What the task requires >> How would you sum up the passage on Osborn's naval career in two sentences?

Passage >>
Born in Madras, he was the son of an Indian army officer, Osborn entered the navy as a first-class volunteer in 1837. In 1838, he was entrusted with the command of a gunboat at the attack on Kedah in the Malay Peninsula, and was present at the reduction of Canton in 1841 and at the capture of the batteries of Woosung in 1842. From 1844 until 1848, he was gunnery mate and lieutenant on the flag-ship Sir George Seymour in the Pacific. He took a prominent part in 1849 in advocating a new search expedition for Sir John Franklin, and in 1850 was appointed to the command of the steam-tender Pioneer in the Arctic expedition under Captain Austin, in the course of which he performed (1851) a remarkable sledge-journey to the western extremity of Prince of Wales Island.[1]
He published an account of this voyage, entitled Stray Leaves from an Arctic Journal (1852), and was promoted to the rank of commander shortly afterwards. In the new expedition (1852-1854) under Sir Edward Belcher he again took part as commander of the Pioneer. In 1856, he published the journals of Capt. Robert Le M. MacClure, giving a narrative of the discovery of the Northwest Passage.
Early in 1855, he was called to active service in connection with the Crimean War, and being promoted to post-rank in August of that year was appointed to the Medusa, in which he commanded the Sea of Azov squadron until the conclusion of the war. For these services he received the C.B., the Cross of the Légion d'honneur, and the Turkish Order of the Medjidie of the fourth class.
As commander of the Furious, he took a prominent part in the operations of the Second Opium War, and performed a piece of difficult and intricate navigation in taking his ship up the Yangtse to Hankow (1858). He returned to England in broken health in 1859, and at this time contributed a number of articles on naval and Chinese topics to Blackwood's Magazine, and wrote The Career, Last Voyage and Fate of Sir John Franklin (1860).

Collected material >>
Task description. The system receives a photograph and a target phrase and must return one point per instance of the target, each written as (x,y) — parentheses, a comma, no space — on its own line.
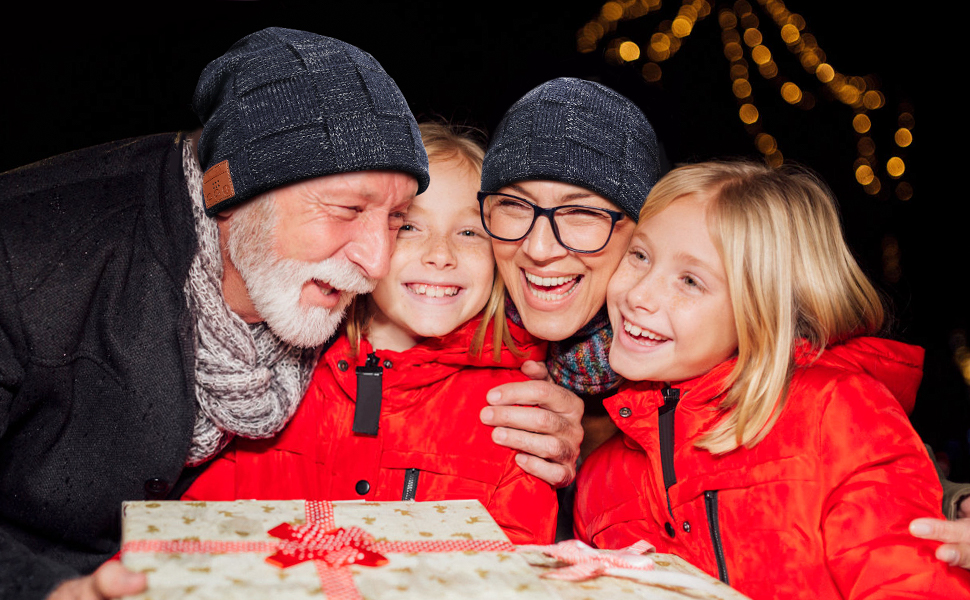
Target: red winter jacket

Exercise output >> Osborn, born in Madras as the son of an Indian army officer, entered the navy in 1837, saw action in the Malay Peninsula and China, and commanded the Pioneer on two Arctic expeditions, making a remarkable sledge-journey in 1851. He later commanded the Sea of Azov squadron in the Crimean War and received several honors, took the Furious up the Yangtse to Hankow during the Second Opium War, and after returning to England in broken health in 1859 wrote on naval and Chinese topics and on the fate of Sir John Franklin.